Report how many lines of the listing below contain the string "black". Give only the number.

-*-*-

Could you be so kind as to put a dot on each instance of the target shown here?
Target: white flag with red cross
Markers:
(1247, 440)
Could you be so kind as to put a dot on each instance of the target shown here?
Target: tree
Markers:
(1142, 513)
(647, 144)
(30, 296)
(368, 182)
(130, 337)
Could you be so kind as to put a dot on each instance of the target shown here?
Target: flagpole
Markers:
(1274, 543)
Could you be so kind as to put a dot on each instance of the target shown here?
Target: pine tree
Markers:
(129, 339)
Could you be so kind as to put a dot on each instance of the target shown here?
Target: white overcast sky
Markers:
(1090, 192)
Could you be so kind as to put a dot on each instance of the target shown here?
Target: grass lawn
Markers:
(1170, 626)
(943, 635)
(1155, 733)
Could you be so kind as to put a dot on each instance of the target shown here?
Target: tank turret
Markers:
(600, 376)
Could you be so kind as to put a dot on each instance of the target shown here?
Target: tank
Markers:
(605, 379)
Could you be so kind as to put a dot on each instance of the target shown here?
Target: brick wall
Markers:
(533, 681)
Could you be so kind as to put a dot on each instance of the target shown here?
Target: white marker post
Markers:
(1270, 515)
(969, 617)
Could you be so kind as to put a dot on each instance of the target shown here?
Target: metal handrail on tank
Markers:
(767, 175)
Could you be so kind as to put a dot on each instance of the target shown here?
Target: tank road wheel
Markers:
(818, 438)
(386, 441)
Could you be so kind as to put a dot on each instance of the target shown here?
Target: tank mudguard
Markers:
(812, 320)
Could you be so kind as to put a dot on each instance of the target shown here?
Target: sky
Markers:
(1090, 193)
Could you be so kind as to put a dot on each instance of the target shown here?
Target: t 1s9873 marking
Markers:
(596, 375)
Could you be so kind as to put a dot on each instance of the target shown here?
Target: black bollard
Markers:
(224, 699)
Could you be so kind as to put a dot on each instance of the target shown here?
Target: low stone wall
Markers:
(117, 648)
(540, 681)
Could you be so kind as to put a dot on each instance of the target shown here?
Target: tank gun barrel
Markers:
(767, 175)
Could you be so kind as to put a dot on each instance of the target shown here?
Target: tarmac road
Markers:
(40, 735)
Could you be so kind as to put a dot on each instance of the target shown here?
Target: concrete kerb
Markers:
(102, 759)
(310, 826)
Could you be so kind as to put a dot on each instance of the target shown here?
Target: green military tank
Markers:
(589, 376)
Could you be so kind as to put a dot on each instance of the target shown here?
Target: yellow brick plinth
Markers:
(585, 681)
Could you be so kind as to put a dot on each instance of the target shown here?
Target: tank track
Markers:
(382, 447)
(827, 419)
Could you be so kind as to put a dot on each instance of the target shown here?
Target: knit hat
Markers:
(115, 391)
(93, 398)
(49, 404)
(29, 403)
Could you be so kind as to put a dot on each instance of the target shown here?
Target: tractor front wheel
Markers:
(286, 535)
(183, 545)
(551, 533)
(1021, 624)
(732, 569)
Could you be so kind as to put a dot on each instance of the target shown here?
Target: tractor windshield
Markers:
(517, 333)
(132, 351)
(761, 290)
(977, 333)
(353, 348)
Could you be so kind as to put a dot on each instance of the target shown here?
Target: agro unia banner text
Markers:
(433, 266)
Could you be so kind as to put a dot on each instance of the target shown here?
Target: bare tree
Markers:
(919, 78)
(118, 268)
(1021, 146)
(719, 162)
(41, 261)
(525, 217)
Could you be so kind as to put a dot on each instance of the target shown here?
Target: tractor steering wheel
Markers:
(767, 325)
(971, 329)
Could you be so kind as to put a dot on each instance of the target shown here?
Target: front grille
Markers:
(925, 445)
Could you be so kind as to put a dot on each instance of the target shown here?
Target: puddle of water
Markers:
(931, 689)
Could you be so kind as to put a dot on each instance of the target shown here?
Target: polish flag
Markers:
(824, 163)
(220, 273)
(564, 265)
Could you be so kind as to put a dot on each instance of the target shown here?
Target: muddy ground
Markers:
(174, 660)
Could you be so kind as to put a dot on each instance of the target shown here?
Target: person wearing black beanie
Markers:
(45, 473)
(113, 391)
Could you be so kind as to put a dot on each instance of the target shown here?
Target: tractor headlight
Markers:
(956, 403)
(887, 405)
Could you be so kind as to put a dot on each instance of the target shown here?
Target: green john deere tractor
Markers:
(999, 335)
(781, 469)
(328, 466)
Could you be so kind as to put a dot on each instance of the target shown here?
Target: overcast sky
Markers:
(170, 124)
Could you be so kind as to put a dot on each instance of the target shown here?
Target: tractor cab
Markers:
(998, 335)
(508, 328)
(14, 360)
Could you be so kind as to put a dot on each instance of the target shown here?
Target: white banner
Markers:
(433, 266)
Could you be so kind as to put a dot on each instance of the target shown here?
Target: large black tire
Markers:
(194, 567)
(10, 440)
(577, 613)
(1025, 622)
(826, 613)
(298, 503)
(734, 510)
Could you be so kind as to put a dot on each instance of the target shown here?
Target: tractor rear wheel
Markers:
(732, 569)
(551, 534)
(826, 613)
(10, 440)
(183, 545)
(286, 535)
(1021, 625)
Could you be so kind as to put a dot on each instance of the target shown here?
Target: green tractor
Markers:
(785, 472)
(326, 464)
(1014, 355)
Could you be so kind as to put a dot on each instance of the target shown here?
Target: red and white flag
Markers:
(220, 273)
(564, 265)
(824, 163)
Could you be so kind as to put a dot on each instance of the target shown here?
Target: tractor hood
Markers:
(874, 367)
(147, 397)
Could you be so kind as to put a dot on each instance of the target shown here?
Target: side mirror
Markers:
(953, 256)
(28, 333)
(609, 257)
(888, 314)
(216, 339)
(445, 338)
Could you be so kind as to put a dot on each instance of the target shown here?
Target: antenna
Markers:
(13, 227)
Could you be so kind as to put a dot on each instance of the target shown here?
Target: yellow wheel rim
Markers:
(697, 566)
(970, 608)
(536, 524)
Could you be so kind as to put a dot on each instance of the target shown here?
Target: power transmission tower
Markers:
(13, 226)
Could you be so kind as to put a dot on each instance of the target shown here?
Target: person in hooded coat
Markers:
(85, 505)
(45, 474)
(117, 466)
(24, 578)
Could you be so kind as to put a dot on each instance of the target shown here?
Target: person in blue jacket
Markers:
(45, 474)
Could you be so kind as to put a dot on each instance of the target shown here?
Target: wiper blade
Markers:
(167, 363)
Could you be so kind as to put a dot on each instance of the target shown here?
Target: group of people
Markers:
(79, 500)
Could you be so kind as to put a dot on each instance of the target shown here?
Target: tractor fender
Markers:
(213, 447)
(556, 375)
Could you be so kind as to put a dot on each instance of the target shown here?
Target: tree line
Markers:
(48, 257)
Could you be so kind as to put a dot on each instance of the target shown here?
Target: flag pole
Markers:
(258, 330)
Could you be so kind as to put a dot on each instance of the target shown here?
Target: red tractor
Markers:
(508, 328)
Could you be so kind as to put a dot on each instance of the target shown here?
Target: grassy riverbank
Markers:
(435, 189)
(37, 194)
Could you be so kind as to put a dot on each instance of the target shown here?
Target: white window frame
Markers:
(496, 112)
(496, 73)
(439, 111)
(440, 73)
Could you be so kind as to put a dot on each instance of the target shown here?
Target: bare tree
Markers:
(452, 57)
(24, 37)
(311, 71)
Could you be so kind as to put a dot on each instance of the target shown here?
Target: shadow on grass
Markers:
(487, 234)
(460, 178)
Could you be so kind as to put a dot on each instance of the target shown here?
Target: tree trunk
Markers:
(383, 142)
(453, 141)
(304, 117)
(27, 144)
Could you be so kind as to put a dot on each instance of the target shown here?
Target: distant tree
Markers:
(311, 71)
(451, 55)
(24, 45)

-*-*-

* **Response to this exercise**: 3